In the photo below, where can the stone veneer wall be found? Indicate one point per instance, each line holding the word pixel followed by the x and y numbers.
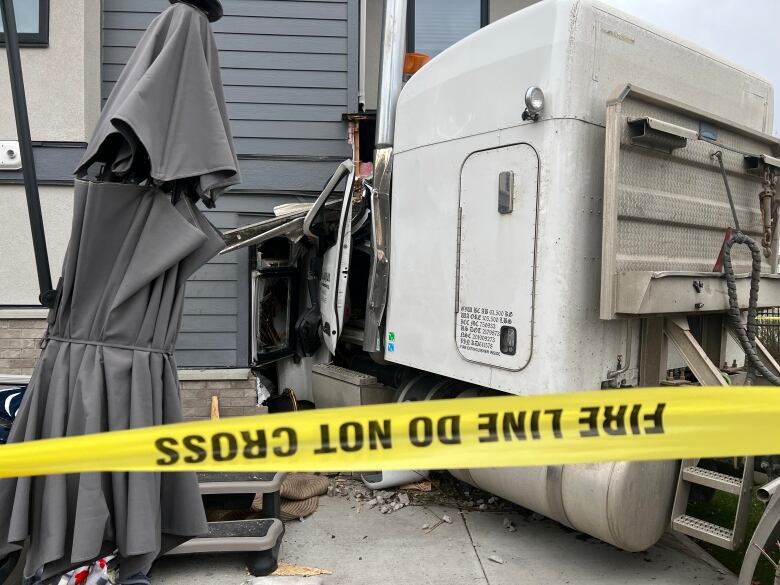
pixel 20 345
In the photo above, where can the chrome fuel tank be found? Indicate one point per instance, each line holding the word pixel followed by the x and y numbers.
pixel 627 504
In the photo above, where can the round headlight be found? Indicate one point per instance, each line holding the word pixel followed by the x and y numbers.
pixel 534 99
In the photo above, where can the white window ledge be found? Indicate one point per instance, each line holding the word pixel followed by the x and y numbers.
pixel 32 313
pixel 216 374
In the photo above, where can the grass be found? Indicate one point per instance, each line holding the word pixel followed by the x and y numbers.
pixel 720 510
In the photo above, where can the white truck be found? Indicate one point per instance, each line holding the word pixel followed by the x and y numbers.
pixel 548 209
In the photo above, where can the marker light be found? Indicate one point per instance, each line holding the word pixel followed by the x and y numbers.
pixel 413 62
pixel 534 103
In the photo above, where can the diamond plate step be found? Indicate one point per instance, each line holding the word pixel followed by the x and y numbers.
pixel 719 481
pixel 707 531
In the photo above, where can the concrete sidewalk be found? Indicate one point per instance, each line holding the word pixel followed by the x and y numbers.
pixel 369 548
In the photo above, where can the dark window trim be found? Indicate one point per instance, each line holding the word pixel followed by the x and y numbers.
pixel 410 28
pixel 35 40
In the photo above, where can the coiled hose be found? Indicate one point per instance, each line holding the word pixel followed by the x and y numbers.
pixel 746 332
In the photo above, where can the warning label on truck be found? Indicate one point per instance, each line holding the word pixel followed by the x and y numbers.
pixel 479 329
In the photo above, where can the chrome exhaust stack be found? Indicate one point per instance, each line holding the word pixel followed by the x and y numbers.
pixel 390 84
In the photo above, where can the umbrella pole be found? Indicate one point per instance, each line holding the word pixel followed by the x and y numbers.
pixel 47 293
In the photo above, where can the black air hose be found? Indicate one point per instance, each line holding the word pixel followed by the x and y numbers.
pixel 746 332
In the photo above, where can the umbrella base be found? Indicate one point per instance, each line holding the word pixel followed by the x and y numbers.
pixel 261 538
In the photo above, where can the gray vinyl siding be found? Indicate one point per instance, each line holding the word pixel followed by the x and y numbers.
pixel 289 68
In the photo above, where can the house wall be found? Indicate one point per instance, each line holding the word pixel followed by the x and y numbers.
pixel 62 83
pixel 62 80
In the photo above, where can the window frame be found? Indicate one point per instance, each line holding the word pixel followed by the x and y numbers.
pixel 38 39
pixel 484 20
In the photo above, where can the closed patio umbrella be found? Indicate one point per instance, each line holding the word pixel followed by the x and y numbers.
pixel 107 363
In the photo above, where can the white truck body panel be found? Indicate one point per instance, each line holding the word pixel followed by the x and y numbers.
pixel 469 99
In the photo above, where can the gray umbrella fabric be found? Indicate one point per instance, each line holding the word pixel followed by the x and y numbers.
pixel 169 102
pixel 107 361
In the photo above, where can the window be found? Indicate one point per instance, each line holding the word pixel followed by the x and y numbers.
pixel 434 25
pixel 32 23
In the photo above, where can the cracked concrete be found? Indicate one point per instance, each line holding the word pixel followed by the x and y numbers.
pixel 370 548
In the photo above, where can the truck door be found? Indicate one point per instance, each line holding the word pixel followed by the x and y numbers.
pixel 496 256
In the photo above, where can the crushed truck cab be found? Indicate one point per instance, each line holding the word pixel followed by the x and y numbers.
pixel 548 209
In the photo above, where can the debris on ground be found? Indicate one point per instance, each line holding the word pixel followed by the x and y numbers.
pixel 423 486
pixel 280 580
pixel 288 570
pixel 440 490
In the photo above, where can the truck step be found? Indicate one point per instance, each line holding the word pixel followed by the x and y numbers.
pixel 719 481
pixel 240 483
pixel 707 531
pixel 235 536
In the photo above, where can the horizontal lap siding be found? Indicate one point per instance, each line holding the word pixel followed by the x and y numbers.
pixel 288 81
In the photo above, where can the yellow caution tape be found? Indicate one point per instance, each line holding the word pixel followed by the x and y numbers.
pixel 580 427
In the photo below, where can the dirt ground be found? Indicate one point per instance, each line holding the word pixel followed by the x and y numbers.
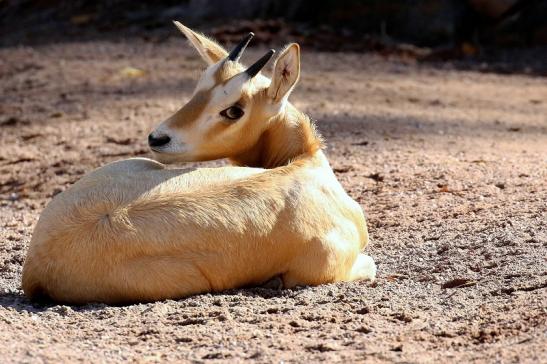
pixel 449 166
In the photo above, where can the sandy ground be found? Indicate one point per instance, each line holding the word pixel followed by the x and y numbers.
pixel 449 166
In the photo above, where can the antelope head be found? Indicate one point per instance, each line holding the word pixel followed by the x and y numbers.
pixel 231 106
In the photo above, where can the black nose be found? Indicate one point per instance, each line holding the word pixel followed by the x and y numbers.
pixel 158 141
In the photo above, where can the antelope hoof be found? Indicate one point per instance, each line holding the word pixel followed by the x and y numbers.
pixel 364 268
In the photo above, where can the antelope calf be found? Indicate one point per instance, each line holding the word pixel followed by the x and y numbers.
pixel 134 231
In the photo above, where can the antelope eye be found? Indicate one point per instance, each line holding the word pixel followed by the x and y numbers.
pixel 232 113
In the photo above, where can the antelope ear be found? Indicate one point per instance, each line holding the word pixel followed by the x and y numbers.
pixel 209 50
pixel 286 73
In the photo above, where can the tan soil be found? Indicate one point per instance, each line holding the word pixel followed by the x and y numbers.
pixel 449 166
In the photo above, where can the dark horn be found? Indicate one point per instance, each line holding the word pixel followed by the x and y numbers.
pixel 259 65
pixel 236 53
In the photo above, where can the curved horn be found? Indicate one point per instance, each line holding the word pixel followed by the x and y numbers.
pixel 258 65
pixel 236 53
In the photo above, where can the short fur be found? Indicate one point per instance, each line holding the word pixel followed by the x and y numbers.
pixel 134 231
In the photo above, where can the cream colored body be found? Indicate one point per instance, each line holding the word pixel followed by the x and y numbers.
pixel 136 231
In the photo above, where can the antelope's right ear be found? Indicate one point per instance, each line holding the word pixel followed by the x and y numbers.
pixel 286 73
pixel 209 50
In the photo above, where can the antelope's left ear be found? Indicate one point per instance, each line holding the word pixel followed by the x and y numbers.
pixel 286 73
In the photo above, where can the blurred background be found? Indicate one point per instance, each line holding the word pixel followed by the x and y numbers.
pixel 503 35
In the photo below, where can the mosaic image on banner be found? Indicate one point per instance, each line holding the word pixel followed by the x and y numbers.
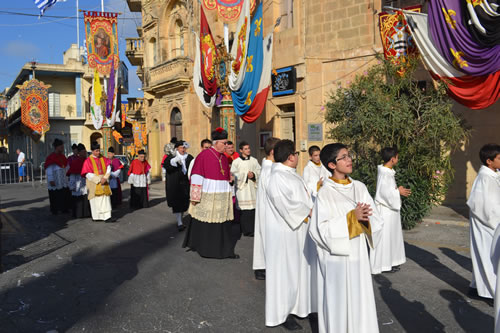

-*-*-

= Stated problem =
Arrange the stretch of the material from the line containing "In the photo above, where can the debris" through the line containing "pixel 364 268" as a Markdown table with the columns Row and Line. Number each line in order, omit blank lines, and leave out the pictures.

= Answer to the problem =
| Row | Line |
|---|---|
| 1 | In the photo above, where can the debris on ground be found? Indicate one point per instance, each line holding the word pixel followed by the x and y numbers. |
| 2 | pixel 423 486 |
| 3 | pixel 280 580 |
| 4 | pixel 288 570 |
| 5 | pixel 440 490 |
| 6 | In the photo above, where can the truck step be found? Indicate one point per instance, each line holding the word pixel followed by the x and y numbers. |
| 7 | pixel 719 481 |
| 8 | pixel 240 483 |
| 9 | pixel 707 531 |
| 10 | pixel 235 536 |
| 11 | In the photo above, where can the horizontal lap siding be found? Indicate one point per instance, each line holding the word pixel followed by the x and y numbers. |
| 12 | pixel 288 81 |
| 13 | In the photo above, where can the yellow caution tape be found? Indicate one point per instance, each line holding the word pixel followed by the x and y numbers. |
| 14 | pixel 580 427 |
| 15 | In the photo below, where can the dirt ground be found? Indicate one point per instance, each line holding the word pixel followed by the x and y numbers. |
| 16 | pixel 449 166 |
| 17 | In the photo above, where can the sandy ground be found? Indicate one point per instance, each line holding the word pixel followed by the x and y numbers. |
| 18 | pixel 449 166 |
| 19 | In the photo above, where can the antelope head be found? Indicate one point per instance, each line holding the word pixel followed by the x and y numbers. |
| 20 | pixel 231 106 |
| 21 | In the photo above, where can the black nose be found? Indicate one point per instance, each line holding the word pixel followed by the x and y numbers. |
| 22 | pixel 158 141 |
| 23 | In the photo above, where can the antelope hoof be found? Indicate one point per instance, each line holding the word pixel followed by the x and y numbers. |
| 24 | pixel 364 268 |